◆ **DIRECTIVE**
The output should consist solely of the line containing "# locate graph" and the lines that follow it through the end of the data below.

** Start of EXCERPTED DATA **

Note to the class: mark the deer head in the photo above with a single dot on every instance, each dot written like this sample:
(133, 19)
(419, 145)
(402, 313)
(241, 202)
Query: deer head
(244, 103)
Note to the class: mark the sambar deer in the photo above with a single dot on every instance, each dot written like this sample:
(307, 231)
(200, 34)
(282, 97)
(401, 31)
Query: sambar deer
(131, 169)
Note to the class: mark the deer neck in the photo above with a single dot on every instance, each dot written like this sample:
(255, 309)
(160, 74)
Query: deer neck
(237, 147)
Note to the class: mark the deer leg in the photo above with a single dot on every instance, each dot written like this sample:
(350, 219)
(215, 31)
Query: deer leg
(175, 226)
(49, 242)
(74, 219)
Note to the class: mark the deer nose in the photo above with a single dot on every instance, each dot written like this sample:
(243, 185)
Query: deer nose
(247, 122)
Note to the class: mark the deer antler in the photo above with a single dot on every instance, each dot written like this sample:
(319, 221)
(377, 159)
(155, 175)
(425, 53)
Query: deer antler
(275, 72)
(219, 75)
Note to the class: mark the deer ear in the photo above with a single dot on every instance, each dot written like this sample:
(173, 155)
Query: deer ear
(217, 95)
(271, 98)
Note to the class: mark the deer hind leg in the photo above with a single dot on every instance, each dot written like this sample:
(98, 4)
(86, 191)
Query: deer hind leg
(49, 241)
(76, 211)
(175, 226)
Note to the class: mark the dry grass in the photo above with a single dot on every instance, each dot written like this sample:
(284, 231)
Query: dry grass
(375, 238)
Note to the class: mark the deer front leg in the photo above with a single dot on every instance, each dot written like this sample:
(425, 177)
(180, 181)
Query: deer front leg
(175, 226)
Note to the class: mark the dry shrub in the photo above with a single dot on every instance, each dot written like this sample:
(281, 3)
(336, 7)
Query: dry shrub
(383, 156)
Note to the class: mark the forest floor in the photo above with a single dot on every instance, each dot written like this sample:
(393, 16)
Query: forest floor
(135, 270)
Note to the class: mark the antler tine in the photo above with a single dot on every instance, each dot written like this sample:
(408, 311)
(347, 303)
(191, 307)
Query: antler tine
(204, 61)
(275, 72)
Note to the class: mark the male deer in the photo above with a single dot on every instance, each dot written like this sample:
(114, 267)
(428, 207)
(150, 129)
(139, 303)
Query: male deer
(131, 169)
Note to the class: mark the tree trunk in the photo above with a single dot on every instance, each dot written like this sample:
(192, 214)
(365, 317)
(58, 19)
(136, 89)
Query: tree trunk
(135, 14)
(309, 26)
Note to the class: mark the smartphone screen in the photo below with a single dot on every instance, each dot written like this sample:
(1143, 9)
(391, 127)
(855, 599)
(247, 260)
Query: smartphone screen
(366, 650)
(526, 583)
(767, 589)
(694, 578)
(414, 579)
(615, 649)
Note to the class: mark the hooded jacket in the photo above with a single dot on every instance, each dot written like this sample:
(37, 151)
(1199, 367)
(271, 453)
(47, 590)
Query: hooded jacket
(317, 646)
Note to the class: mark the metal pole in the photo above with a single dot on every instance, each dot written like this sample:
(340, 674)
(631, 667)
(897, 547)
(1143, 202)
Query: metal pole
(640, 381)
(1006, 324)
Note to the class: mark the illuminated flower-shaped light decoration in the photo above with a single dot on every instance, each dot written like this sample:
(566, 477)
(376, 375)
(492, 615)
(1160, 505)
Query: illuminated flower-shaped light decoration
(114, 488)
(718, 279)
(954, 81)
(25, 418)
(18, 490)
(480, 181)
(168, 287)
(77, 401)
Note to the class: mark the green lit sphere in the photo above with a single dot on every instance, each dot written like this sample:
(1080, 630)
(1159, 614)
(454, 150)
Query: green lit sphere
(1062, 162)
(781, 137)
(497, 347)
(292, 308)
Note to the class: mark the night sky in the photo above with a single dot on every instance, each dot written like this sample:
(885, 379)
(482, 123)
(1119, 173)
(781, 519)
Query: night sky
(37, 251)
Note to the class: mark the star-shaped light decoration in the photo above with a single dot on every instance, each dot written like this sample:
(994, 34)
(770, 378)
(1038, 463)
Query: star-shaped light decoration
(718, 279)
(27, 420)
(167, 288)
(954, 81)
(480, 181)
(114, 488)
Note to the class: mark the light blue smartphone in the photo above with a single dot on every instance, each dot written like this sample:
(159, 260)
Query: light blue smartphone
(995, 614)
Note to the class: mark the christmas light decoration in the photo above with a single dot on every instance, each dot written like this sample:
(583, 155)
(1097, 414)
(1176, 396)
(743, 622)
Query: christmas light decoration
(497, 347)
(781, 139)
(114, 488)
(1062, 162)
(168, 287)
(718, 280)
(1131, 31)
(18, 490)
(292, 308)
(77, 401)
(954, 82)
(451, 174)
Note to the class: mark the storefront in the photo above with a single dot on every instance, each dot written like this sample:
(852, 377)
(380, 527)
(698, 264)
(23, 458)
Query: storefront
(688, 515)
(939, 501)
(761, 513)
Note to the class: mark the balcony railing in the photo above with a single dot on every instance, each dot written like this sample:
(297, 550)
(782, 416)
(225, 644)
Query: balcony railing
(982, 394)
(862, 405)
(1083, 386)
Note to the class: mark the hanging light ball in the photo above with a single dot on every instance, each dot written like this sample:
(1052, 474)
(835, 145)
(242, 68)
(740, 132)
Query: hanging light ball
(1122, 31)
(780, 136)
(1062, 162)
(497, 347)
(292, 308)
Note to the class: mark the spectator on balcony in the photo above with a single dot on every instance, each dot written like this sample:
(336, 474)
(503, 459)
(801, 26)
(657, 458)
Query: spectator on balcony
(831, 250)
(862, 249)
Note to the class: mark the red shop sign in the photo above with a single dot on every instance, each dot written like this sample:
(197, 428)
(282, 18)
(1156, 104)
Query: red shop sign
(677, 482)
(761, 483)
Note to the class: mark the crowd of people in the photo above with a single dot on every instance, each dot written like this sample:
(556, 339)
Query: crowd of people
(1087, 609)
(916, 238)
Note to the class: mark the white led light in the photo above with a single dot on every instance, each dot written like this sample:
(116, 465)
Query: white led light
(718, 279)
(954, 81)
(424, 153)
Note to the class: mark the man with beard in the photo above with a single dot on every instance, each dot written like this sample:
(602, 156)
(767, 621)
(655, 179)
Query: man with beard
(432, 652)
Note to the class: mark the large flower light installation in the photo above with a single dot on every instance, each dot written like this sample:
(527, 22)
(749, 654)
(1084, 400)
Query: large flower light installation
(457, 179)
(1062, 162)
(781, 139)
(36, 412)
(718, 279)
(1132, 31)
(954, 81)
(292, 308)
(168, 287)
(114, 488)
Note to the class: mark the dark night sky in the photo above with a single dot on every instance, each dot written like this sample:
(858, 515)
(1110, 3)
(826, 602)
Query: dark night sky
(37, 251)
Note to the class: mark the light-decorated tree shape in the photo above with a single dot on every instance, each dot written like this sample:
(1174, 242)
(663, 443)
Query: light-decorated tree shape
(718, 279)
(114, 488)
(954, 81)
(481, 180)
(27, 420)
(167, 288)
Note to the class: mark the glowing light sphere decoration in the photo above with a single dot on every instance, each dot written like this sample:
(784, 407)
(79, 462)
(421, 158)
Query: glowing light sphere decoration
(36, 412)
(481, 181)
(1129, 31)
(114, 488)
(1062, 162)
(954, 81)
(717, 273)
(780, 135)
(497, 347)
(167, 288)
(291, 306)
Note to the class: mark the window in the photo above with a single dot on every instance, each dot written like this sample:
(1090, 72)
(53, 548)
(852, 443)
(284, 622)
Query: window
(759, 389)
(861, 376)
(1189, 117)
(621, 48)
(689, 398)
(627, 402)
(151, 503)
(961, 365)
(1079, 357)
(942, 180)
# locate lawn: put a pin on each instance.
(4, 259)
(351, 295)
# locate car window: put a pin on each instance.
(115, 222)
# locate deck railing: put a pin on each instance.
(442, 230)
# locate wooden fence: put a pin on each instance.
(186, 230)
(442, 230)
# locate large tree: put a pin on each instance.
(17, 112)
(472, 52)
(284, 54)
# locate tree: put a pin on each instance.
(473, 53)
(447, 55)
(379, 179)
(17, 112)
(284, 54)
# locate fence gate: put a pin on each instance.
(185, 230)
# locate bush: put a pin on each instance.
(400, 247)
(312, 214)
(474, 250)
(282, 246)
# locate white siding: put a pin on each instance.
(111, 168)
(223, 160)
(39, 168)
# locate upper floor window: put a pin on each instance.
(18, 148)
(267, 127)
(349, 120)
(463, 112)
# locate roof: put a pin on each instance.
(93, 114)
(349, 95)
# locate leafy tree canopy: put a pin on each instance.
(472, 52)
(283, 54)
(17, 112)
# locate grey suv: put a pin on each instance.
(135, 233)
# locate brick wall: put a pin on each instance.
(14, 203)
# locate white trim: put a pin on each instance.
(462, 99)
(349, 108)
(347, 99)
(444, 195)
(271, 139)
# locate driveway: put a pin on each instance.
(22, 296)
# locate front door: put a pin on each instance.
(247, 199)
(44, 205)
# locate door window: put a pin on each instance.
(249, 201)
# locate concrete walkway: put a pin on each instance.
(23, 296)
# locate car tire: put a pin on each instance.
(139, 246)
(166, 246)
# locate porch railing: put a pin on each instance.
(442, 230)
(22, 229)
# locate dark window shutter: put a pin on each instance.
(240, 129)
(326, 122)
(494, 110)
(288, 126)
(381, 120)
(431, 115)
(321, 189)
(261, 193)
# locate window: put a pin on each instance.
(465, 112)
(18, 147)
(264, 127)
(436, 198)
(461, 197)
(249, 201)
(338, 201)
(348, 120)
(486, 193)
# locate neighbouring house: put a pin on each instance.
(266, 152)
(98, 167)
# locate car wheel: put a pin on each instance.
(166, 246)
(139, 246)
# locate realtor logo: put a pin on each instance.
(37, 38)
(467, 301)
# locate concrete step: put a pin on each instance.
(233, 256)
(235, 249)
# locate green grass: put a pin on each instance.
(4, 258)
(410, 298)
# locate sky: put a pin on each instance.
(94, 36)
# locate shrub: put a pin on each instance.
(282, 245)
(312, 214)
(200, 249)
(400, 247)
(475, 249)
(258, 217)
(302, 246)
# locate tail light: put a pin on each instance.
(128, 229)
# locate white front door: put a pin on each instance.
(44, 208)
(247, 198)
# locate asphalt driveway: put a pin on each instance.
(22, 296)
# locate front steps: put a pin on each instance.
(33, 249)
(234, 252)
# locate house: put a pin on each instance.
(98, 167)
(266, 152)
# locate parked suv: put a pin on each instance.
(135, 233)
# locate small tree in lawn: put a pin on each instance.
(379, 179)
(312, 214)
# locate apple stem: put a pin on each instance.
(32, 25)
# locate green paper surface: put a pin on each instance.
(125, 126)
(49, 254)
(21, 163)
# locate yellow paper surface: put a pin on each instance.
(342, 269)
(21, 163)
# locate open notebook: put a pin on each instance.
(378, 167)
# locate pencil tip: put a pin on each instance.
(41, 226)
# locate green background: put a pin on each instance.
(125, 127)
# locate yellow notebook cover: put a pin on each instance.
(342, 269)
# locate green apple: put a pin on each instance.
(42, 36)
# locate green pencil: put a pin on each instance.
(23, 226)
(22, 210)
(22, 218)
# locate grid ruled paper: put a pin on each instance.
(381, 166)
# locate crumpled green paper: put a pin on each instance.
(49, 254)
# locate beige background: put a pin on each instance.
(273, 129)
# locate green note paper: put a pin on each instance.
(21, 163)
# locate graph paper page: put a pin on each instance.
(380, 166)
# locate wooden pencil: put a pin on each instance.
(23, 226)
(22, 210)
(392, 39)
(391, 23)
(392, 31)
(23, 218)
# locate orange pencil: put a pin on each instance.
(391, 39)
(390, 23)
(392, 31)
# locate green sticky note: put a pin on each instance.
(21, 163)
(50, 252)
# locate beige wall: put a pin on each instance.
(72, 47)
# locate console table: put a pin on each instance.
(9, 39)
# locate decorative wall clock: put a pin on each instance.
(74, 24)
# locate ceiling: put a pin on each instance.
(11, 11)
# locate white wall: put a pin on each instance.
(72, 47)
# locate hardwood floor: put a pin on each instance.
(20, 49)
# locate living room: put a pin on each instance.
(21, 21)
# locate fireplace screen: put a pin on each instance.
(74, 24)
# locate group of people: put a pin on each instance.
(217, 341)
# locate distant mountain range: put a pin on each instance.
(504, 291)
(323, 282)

** End of EXCERPTED DATA **

◆ **SOLUTION TO THIS PROBLEM**
# locate graph paper page: put a pin on each instance.
(380, 166)
# locate wooden pencil: put a pin on each instance.
(23, 226)
(22, 210)
(392, 39)
(391, 23)
(392, 31)
(23, 218)
# locate orange pencil: put a pin on each instance.
(391, 39)
(390, 23)
(392, 31)
# locate green sticky note: put a pin on each instance.
(21, 163)
(50, 252)
# locate beige wall: put a pin on each instance.
(72, 47)
# locate console table: put a pin on each instance.
(9, 39)
# locate decorative wall clock: put a pin on each instance.
(74, 24)
# locate ceiling: put a pin on each instance.
(11, 11)
# locate white wall: put a pin on each instance.
(72, 47)
# locate hardwood floor: put a pin on each instance.
(20, 49)
# locate living room: put a pin on each instance.
(21, 21)
# locate fireplace screen: put a pin on each instance.
(74, 24)
# locate group of people: put a pin on each instance.
(217, 341)
# locate distant mountain range: put a pin on each instance.
(504, 291)
(323, 282)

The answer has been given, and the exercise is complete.